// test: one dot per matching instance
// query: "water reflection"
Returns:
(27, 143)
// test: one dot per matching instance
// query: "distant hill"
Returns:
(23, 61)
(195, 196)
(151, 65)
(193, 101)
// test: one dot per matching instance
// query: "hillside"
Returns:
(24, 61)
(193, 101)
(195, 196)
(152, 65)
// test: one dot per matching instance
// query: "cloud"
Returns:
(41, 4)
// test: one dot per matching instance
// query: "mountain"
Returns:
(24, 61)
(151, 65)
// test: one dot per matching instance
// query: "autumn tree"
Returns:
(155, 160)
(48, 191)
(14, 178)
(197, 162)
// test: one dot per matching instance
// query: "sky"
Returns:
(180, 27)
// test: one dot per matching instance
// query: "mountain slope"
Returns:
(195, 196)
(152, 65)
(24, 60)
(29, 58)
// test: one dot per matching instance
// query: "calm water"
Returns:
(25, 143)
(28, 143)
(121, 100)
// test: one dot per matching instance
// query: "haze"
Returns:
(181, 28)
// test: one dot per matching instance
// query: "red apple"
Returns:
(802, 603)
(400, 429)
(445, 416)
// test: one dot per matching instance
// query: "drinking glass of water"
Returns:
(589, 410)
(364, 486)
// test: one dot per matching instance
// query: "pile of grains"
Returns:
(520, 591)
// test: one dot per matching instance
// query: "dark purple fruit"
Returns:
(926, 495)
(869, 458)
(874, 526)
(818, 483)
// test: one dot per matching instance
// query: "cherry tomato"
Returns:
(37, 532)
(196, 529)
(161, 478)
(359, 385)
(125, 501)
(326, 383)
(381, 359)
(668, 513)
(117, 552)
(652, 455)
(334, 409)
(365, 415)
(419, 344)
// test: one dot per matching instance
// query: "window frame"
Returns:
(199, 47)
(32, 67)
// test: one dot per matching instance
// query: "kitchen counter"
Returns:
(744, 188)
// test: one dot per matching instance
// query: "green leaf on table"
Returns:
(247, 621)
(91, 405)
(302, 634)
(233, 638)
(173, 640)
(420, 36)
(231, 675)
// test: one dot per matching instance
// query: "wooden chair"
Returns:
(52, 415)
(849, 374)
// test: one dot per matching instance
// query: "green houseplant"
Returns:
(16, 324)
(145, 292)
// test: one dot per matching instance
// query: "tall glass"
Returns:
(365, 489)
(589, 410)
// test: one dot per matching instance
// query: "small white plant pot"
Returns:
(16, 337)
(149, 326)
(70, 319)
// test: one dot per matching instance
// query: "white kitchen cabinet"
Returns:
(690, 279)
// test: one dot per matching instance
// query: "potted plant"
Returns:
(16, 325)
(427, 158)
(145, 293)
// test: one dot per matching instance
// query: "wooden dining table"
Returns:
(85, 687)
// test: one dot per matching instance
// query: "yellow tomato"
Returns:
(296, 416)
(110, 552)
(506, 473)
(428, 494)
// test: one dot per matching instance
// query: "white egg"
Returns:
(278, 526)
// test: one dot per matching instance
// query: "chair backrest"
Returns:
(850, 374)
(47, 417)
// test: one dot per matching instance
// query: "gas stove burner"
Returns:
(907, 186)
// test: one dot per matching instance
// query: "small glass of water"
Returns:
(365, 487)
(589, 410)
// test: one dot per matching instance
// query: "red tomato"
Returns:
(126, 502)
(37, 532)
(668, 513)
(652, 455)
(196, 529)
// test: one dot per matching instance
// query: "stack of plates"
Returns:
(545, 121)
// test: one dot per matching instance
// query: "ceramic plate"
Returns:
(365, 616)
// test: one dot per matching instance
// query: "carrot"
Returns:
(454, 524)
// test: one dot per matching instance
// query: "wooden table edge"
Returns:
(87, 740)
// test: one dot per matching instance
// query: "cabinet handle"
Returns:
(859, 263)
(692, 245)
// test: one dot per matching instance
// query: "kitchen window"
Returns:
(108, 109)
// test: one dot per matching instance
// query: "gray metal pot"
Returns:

### DO THIS
Copy out every line of the data above, exactly as given.

### SOLUTION FOR THIS EXERCISE
// test: one dot per matching instance
// query: "water reflection"
Returns:
(27, 143)
// test: one dot per matching instance
// query: "distant hill"
Returns:
(23, 61)
(195, 196)
(151, 65)
(193, 101)
// test: one dot per matching instance
// query: "hillside"
Returns:
(24, 61)
(193, 101)
(195, 196)
(152, 65)
// test: one dot per matching instance
// query: "cloud"
Returns:
(41, 4)
// test: one dot per matching instance
// query: "mountain"
Returns:
(24, 61)
(151, 65)
// test: one dot per matching instance
// query: "autumn tree"
Returns:
(155, 160)
(48, 191)
(14, 178)
(197, 162)
// test: one dot per matching instance
// query: "sky"
Returns:
(180, 27)
// test: one dot per matching instance
// query: "mountain slope"
Returns:
(195, 196)
(152, 65)
(24, 60)
(29, 58)
// test: one dot per matching instance
// query: "calm water"
Returns:
(25, 143)
(28, 143)
(121, 100)
// test: one dot per matching instance
// query: "haze"
Returns:
(181, 28)
// test: one dot per matching instance
// query: "red apple"
Returns:
(802, 603)
(400, 429)
(445, 416)
// test: one dot per matching instance
// query: "drinking glass of water"
Returns:
(589, 410)
(364, 486)
// test: one dot per matching instance
// query: "pile of grains"
Returns:
(520, 591)
// test: one dot per matching instance
// query: "dark purple fruit"
Returns:
(926, 495)
(869, 458)
(874, 526)
(818, 483)
// test: one dot per matching instance
// query: "cherry tomato"
Returns:
(37, 532)
(196, 529)
(161, 478)
(359, 385)
(125, 501)
(326, 383)
(381, 359)
(668, 513)
(117, 552)
(652, 455)
(334, 409)
(365, 415)
(419, 344)
// test: one dot per matching instance
// query: "window frame"
Returns:
(199, 47)
(32, 67)
// test: one dot per matching instance
// query: "kitchen counter"
Returns:
(744, 188)
// test: one dot per matching instance
// query: "green leaf on table"
Returns:
(247, 621)
(91, 405)
(302, 634)
(233, 638)
(173, 640)
(420, 36)
(231, 675)
// test: one dot per matching instance
// query: "wooden chair"
Returns:
(52, 415)
(849, 374)
// test: one dot per matching instance
// query: "green houseplant"
Returns:
(16, 324)
(145, 292)
// test: one dot per matching instance
// query: "tall glass"
Returns:
(365, 489)
(589, 410)
// test: one dot per matching instance
// query: "small white plant pot"
Returns:
(16, 337)
(149, 326)
(70, 319)
// test: one dot per matching instance
// query: "white kitchen cabinet"
Returns:
(690, 279)
// test: one dot per matching instance
// query: "potted plant"
Returns:
(16, 325)
(427, 158)
(145, 293)
// test: one dot per matching instance
// query: "wooden dining table"
Returns:
(85, 687)
// test: one dot per matching instance
// query: "yellow tomato"
Returns:
(296, 416)
(110, 552)
(506, 473)
(428, 494)
// test: one dot per matching instance
// query: "white egg"
Returns:
(278, 526)
// test: one dot per matching instance
// query: "chair backrest"
Returns:
(850, 374)
(47, 417)
// test: one dot per matching instance
// query: "gas stove burner"
Returns:
(907, 186)
// test: one dot per matching instance
// query: "small glass of water"
Returns:
(365, 487)
(589, 410)
// test: one dot per matching instance
// query: "red tomato"
Returns:
(126, 502)
(37, 532)
(668, 513)
(652, 455)
(196, 529)
// test: one dot per matching instance
// query: "stack of plates"
Returns:
(545, 121)
// test: one dot per matching instance
// query: "ceramic plate"
Returns:
(365, 616)
// test: one dot per matching instance
// query: "carrot"
Returns:
(454, 524)
// test: one dot per matching instance
// query: "wooden table edge"
Returns:
(87, 740)
// test: one dot per matching instance
// query: "cabinet handle"
Returns:
(859, 263)
(692, 245)
// test: one dot per matching instance
// query: "kitchen window"
Returns:
(108, 109)
// test: one dot per matching instance
// query: "gray metal pot"
Returns:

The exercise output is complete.